- **BRIEF**: Exactly reproduce all the records, keeping pictures out of the copy.

>>>

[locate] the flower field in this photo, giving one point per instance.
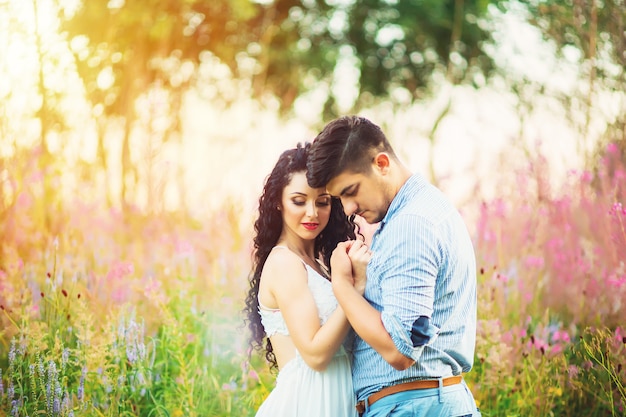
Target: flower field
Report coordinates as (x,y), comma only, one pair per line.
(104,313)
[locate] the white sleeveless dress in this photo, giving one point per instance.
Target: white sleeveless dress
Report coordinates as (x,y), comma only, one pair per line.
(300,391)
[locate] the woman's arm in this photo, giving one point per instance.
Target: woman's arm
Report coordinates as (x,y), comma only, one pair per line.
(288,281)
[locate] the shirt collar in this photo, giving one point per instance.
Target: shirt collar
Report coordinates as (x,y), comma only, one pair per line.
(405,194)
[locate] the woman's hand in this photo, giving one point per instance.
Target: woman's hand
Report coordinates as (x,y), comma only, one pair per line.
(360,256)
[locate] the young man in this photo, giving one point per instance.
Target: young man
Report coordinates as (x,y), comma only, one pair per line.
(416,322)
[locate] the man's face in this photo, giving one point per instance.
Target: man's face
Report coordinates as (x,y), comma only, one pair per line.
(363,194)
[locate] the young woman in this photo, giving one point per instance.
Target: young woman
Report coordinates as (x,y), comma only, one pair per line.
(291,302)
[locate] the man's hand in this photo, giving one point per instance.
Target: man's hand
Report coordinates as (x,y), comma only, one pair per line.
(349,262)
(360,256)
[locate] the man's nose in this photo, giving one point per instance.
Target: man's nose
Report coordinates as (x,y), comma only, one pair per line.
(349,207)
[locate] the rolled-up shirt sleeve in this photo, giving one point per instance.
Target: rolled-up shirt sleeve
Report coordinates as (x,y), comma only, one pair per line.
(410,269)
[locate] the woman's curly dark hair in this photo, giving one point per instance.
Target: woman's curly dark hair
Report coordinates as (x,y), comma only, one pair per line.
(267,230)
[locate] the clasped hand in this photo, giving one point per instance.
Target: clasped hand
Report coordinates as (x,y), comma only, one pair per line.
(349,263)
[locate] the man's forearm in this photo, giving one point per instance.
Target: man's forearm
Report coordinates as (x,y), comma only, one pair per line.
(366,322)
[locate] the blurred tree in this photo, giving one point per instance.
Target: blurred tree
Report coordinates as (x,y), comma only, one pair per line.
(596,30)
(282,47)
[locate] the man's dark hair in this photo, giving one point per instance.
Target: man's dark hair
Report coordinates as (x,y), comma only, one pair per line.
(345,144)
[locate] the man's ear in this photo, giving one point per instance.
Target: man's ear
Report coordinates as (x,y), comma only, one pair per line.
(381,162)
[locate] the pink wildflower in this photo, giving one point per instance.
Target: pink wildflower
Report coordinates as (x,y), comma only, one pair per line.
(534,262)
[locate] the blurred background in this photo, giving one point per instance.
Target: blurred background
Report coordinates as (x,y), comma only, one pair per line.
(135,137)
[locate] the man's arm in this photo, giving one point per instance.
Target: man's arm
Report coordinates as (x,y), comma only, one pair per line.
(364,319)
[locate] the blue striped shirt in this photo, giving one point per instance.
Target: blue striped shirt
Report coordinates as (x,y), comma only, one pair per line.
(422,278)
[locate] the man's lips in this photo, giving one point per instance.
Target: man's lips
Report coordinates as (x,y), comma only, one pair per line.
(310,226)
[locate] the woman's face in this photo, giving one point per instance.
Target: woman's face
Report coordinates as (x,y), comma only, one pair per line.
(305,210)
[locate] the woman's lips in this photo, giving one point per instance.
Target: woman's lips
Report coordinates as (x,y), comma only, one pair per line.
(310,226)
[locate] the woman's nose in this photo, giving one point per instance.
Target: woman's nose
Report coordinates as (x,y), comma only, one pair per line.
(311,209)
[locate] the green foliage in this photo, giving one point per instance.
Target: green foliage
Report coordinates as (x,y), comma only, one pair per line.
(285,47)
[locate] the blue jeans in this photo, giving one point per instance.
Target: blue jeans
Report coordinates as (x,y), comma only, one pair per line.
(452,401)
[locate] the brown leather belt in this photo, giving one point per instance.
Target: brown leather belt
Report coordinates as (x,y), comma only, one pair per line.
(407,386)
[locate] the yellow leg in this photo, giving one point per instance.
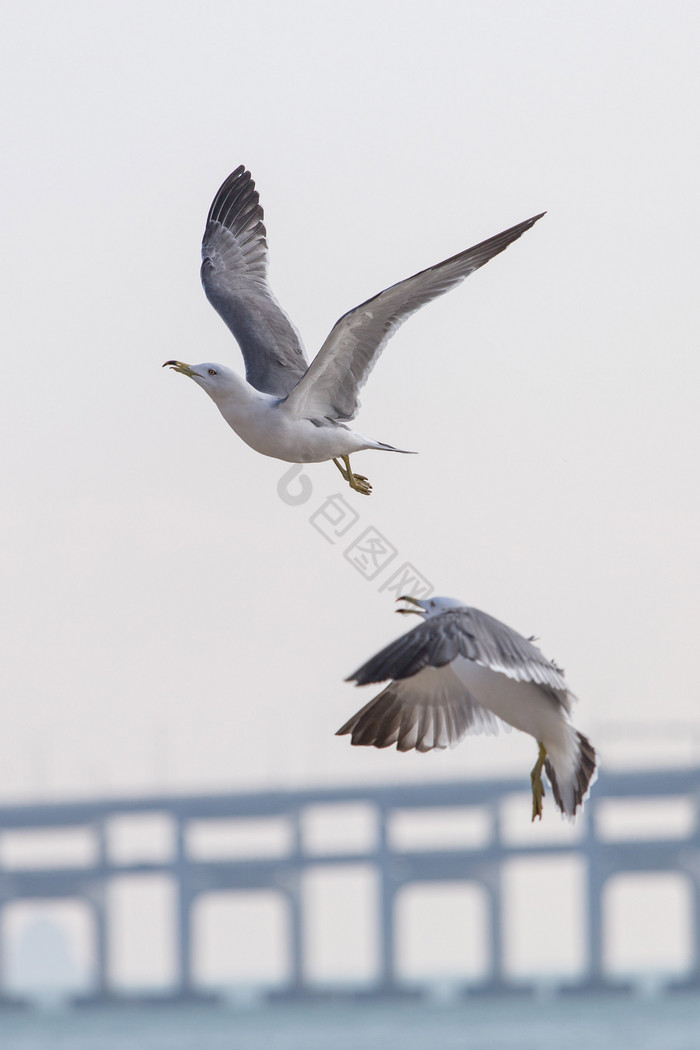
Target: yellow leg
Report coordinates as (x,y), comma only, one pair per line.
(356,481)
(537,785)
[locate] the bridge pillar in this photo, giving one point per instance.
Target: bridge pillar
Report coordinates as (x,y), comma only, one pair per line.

<<<

- **FULL ANSWER**:
[locate] the flower field in this photo, giving one point per instance.
Target: flower field
Report coordinates as (x,y), comma only, one pair per line.
(104,313)
[locate] the white sleeveless dress in this photo, giving one point per instance.
Target: white sleeveless dress
Report coordinates as (x,y), comma only, one pair per line.
(300,391)
[locate] the woman's arm in this photo, giving one point per instance.
Target: woman's arm
Report coordinates as (x,y), comma only, one pair per line.
(288,281)
[locate] the shirt collar in this photo, giving one point per instance.
Target: shirt collar
Report coordinates as (x,y), comma only, one pair per line.
(405,194)
[locate] the woman's hand in this photo, giving one point per instance.
Target: woman's hand
Report coordinates as (x,y), comma only, one pair per line.
(360,256)
[locate] the young man in this photo, giving one point per instance.
Target: young man
Report coordinates as (x,y), comma only, one pair per line.
(416,322)
[locate] the man's face in this photo, giving one point per instance.
Target: man's face
Report coordinates as (x,y), comma only, one pair per line.
(363,194)
[locate] the young woman in this photo, giving one point per instance.
Target: young woman
Report coordinates as (x,y), comma only, one pair per line.
(291,302)
[locate] the man's hand in this photo, giving one point per instance.
Target: man's hand
Report coordinates as (x,y), comma only, one pair per line.
(349,262)
(360,256)
[locate] the man's nose in this photo, giving one point per instance.
Target: man's nose
Report coordinates as (x,y), comma only, one pair per line.
(349,207)
[locate] the rolled-up shirt sleeve in this photo, giving one point per instance.
Target: rolled-up shirt sleeve
Report coordinates as (x,y), comma only, one pair per line.
(410,269)
[locate] the woman's curly dark hair in this photo, giving one point per instance.
Target: woman's curly dark hair
Report coordinates as (x,y), comma only, one pair per line.
(267,230)
[locate] the clasped hand in this photo, giving one point per instance.
Target: clasped hand
Report coordinates as (x,y), comma only, one pair per line.
(349,263)
[locate] the man's forearm in this photo, giving one point per instance.
Target: man's forearm
Report coordinates as (x,y), comma only, one pair per line.
(366,322)
[locate] the blurred tree in this photo, giving one point per instance.
Target: blurred tree
Report coordinates as (x,y), comma only, one pair per line.
(596,30)
(282,47)
[locate] the man's dark hair in this photo, giving one point per instance.
Target: man's dark hair
Report coordinates as (x,y), comma only, one pair per line.
(345,144)
[locate] the man's ear in this photo, giving one point per instance.
Target: man's ear
Report coordinates as (x,y), comma only, one pair per line.
(381,162)
[locate] the pink wildflower in this photo, giving one point per instance.
Target: pink wildflower
Report coordinates as (x,y), comma only, one pair per line.
(534,262)
[locate] the blurred background in this photo, giving one point per instance.
Target: blurred background
Report coordinates as (x,y), comma only, one pair per line.
(135,137)
[locate] the man's arm in this photo, giving one point per instance.
Target: man's arm
Report coordinates as (x,y), comma only, one pair per line.
(364,319)
[locate] the blue striped shirt in this photo, giving one point per instance.
Target: blue striped shirt
Report coordinates as (x,y), comma only, one pair per line.
(422,278)
[locate] the man's lips in this photo, giving one point per instance.
Target: man's lips
Report coordinates as (x,y), comma only, one pair per line.
(310,226)
[locate] the woman's face in this photo, giving one point per instance.
Target: woman's face
Report coordinates as (x,y), comma only, one pair per line.
(305,210)
[locate] the woman's lips in this photo, giving one point per instance.
Target: woman's lips
Report coordinates as (x,y), comma only, one pair per line.
(310,226)
[locate] the woman's nose in this photo, giving one point per instance.
Target: woman's nose
Report coordinates as (x,y), comma only, one pair per line.
(311,209)
[locate] the green foliage in this photo, giving one point per instance.
Target: green foliage
Report coordinates as (x,y), comma only, one pair per line.
(285,47)
[locate] the blue jeans in this photo, giving one point per instance.
Target: blue jeans
Report coordinates as (x,y), comma only, one pair per line.
(452,401)
[locate] the brown leather belt in this photo, giving one point per instance.
Target: brown leather belt
Report coordinates as (x,y), comma only, one pair per line.
(407,386)
[locate] the yellow leg in this photo, giving one point per instance.
Target: yellow leg
Report coordinates as (x,y), comma only, one pair per line.
(356,481)
(537,785)
[locate] the bridge pillar in this photo, giving one point per instance.
Target: bridge pillar
Report coordinates as (x,y), comma only, one pair per line.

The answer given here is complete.